Please render the records from their beginning through the line containing "131L442 112L318 199L309" as a JSON list of strings, one per line, with blank lines and pictures left out.

LISTED RECORDS =>
__________________________________________________
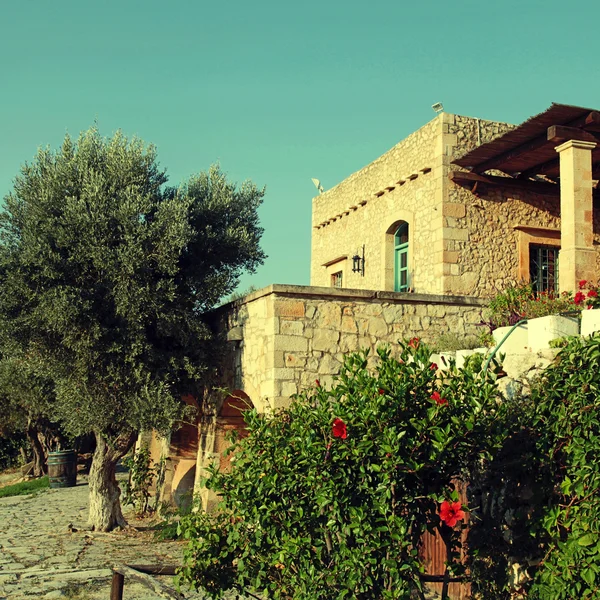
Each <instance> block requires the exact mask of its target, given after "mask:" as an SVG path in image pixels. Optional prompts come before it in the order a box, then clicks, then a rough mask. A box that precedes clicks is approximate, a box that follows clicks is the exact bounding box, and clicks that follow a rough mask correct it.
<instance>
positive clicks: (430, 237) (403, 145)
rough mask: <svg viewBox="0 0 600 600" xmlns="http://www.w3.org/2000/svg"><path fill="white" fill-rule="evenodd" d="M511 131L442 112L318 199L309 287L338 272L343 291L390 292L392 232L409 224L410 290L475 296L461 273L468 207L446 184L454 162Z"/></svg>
mask: <svg viewBox="0 0 600 600" xmlns="http://www.w3.org/2000/svg"><path fill="white" fill-rule="evenodd" d="M512 127H513V126H512V125H508V124H505V123H497V122H493V121H484V120H481V119H474V118H470V117H462V116H458V115H452V114H448V113H441V114H440V115H439V116H438V117H436V118H435V119H433V120H432V121H431V122H429V123H427V124H426V125H425V126H424V127H422V128H421V129H419V130H418V131H416V132H415V133H413V134H412V135H410V136H409V137H408V138H406V139H405V140H403V141H402V142H400V143H399V144H398V145H396V146H395V147H394V148H392V149H391V150H390V151H388V152H386V153H385V154H383V155H382V156H381V157H379V158H378V159H377V160H375V161H374V162H372V163H371V164H369V165H368V166H366V167H365V168H363V169H361V170H360V171H358V172H356V173H354V174H353V175H351V176H350V177H348V178H347V179H345V180H344V181H342V182H341V183H340V184H338V185H337V186H335V187H334V188H332V189H331V190H328V191H327V192H325V193H323V194H321V195H319V196H317V197H316V198H314V200H313V223H312V225H313V231H312V257H311V284H312V285H321V286H330V285H331V275H332V273H336V272H340V271H341V272H342V273H343V287H345V288H355V289H380V290H388V291H391V290H393V288H394V274H393V259H394V256H393V233H394V230H395V228H396V226H397V223H398V222H399V221H401V220H403V221H406V222H408V223H409V253H408V255H409V267H410V268H409V271H410V287H411V289H412V290H413V291H415V292H417V293H452V294H461V293H465V294H472V293H478V290H479V288H478V287H477V286H475V285H472V276H470V275H469V276H463V275H464V273H463V271H462V267H460V266H458V265H459V255H458V252H459V251H460V250H461V249H462V248H464V247H465V245H466V244H465V243H466V242H468V237H469V231H470V227H471V222H470V219H469V218H466V219H465V217H466V216H467V215H466V209H465V205H464V202H462V201H460V199H458V200H457V199H456V198H454V197H449V194H450V191H451V190H449V187H450V186H452V187H454V186H453V185H452V184H451V183H450V182H449V180H448V173H449V170H450V168H451V166H450V163H451V161H452V160H453V159H454V158H455V156H457V155H459V154H462V153H464V152H465V151H467V150H468V149H471V148H473V147H475V146H477V145H479V144H481V143H485V142H487V141H489V140H491V139H493V138H494V137H497V136H498V135H501V134H502V133H504V132H506V131H508V130H509V129H511V128H512ZM461 219H462V221H461ZM477 225H478V223H477ZM363 244H364V246H365V273H364V276H363V275H362V274H360V273H353V272H352V260H351V259H352V256H353V255H354V254H355V253H356V252H357V251H358V253H359V255H361V254H362V245H363ZM465 257H466V255H465ZM336 259H338V260H337V262H334V263H333V264H330V263H331V262H332V261H335V260H336Z"/></svg>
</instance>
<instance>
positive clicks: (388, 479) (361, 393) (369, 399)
mask: <svg viewBox="0 0 600 600" xmlns="http://www.w3.org/2000/svg"><path fill="white" fill-rule="evenodd" d="M430 354H431V353H430V350H429V349H428V348H427V347H425V346H423V345H421V344H420V343H419V342H418V340H415V339H413V340H411V341H410V342H409V343H406V344H404V345H403V346H402V351H401V353H400V355H399V356H398V357H397V358H394V357H392V356H391V354H390V351H389V350H388V349H385V348H381V349H379V350H378V355H377V357H374V358H375V360H373V357H368V356H367V354H366V353H359V354H352V355H349V356H348V357H347V359H346V362H345V364H344V366H343V368H342V370H341V372H340V374H339V376H338V377H337V379H336V380H335V381H334V384H333V386H332V388H331V389H325V388H324V387H321V386H320V385H319V384H318V382H315V386H314V387H313V389H310V390H308V391H306V392H305V393H303V394H301V395H299V396H297V397H295V398H294V399H293V401H292V403H291V405H290V407H289V408H287V409H285V410H281V411H279V412H276V413H275V414H272V415H259V414H257V413H256V412H255V411H248V412H247V413H246V422H247V425H248V429H249V435H248V437H246V438H245V439H241V440H238V441H237V442H236V443H235V444H234V445H233V446H232V448H231V452H233V453H234V456H233V461H232V467H231V470H230V471H229V472H227V473H225V472H219V471H218V470H217V469H214V470H212V472H211V475H210V477H209V478H208V480H207V482H206V485H207V486H208V487H209V488H210V489H211V490H213V491H214V492H216V493H217V494H219V496H220V497H221V499H222V501H221V505H220V507H219V510H218V511H216V512H215V513H213V514H205V513H202V512H197V513H193V514H191V515H189V516H188V517H186V518H184V519H182V521H181V522H180V524H179V533H180V534H181V535H182V536H183V537H185V538H187V539H188V540H189V545H188V548H187V550H186V553H185V560H184V566H183V568H182V569H181V572H180V575H179V579H180V582H186V583H188V584H189V585H191V587H192V588H196V589H202V590H204V591H205V592H207V593H208V594H209V595H210V596H211V597H212V598H219V597H222V596H223V594H224V592H226V591H227V590H239V591H250V592H251V593H254V594H261V595H264V597H268V598H274V599H306V600H309V599H310V600H319V599H323V600H325V599H326V600H332V599H342V598H348V599H351V598H357V599H365V600H366V599H371V598H382V599H396V598H406V599H408V598H413V597H417V598H421V599H423V598H425V595H424V583H423V582H424V580H425V579H426V577H425V575H424V566H423V563H422V559H421V557H420V554H419V549H420V544H421V540H422V536H423V534H424V532H425V531H427V530H429V531H431V532H435V531H437V532H439V534H440V535H441V537H442V539H443V540H444V542H445V544H446V547H447V568H446V572H445V573H441V574H439V575H443V579H444V588H443V596H445V597H447V593H448V581H449V579H450V577H451V576H453V577H460V576H461V575H463V574H464V566H463V565H462V564H461V562H460V560H459V551H460V545H461V528H462V527H464V526H465V517H466V513H467V512H468V508H467V507H466V506H462V505H461V504H460V502H459V499H458V494H457V491H456V489H455V488H456V484H457V482H458V481H460V480H464V479H465V477H466V474H467V473H468V472H469V470H471V469H472V466H473V465H474V464H477V465H482V464H485V462H486V461H487V460H488V459H489V457H490V455H491V453H492V451H493V449H494V448H495V445H496V443H497V438H496V436H495V435H492V434H490V432H493V431H494V426H493V424H494V422H495V420H496V419H497V406H498V404H497V391H496V386H495V382H494V379H495V375H494V374H493V373H492V372H487V373H483V372H481V371H480V370H479V371H478V372H476V371H475V370H474V369H466V370H461V371H457V370H455V369H454V368H452V369H451V370H450V371H446V372H442V371H439V370H438V369H437V365H434V364H431V362H430ZM373 363H374V366H371V365H372V364H373Z"/></svg>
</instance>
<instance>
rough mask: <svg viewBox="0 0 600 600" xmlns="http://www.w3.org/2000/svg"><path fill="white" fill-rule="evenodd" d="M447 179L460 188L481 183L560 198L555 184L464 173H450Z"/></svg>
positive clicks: (495, 176) (518, 179)
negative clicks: (464, 186)
mask: <svg viewBox="0 0 600 600" xmlns="http://www.w3.org/2000/svg"><path fill="white" fill-rule="evenodd" d="M449 178H450V181H453V182H454V183H456V184H458V185H462V186H465V185H473V184H475V183H481V184H483V185H490V186H493V187H504V188H510V189H518V190H526V191H528V192H532V193H534V194H542V195H544V196H557V197H558V196H560V186H558V185H556V184H555V183H543V182H538V181H530V180H527V179H513V178H512V177H498V176H497V175H480V174H478V173H467V172H465V171H451V172H450V174H449Z"/></svg>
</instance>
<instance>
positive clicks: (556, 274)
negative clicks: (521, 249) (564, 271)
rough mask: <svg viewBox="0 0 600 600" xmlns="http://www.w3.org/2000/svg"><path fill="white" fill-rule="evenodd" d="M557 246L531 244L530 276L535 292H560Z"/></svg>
mask: <svg viewBox="0 0 600 600" xmlns="http://www.w3.org/2000/svg"><path fill="white" fill-rule="evenodd" d="M558 251H559V248H557V247H556V246H541V245H537V244H530V245H529V277H530V281H531V287H532V288H533V291H534V293H536V294H540V293H546V294H558Z"/></svg>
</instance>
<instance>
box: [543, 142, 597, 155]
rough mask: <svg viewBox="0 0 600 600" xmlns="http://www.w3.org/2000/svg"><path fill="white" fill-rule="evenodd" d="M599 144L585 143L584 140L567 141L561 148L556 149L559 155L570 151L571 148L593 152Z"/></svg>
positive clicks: (562, 145) (558, 147) (595, 143)
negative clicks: (583, 140)
mask: <svg viewBox="0 0 600 600" xmlns="http://www.w3.org/2000/svg"><path fill="white" fill-rule="evenodd" d="M597 145H598V144H596V142H584V141H583V140H567V141H566V142H564V143H563V144H561V145H560V146H556V148H554V149H555V150H556V151H557V152H558V153H559V154H560V153H561V152H562V151H563V150H569V149H570V148H577V149H578V150H593V149H594V148H595V147H596V146H597Z"/></svg>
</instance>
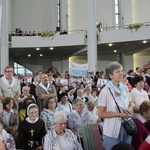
__________________________________________________
EXERCISE ANSWER =>
[
  "Each <instance> block requires the exact mask of its target, given after \"mask:\" as an SVG path in image pixels. Optional prompts come before it in the order a box, then clicks, then a rough mask. A box that precedes clicks is approximate, a box that follows clicks is the exact bounding box, and clicks that follow a rough mask correct it.",
  "<instance>",
  "positive clicks: (430, 237) (403, 145)",
  "rough mask: <svg viewBox=\"0 0 600 600\" xmlns=\"http://www.w3.org/2000/svg\"><path fill=\"white\" fill-rule=\"evenodd\" d=\"M511 131L442 112L318 199L309 287L338 272L343 291L390 292L392 232L409 224L410 290L475 296L461 273L468 207L446 184L454 162Z\"/></svg>"
]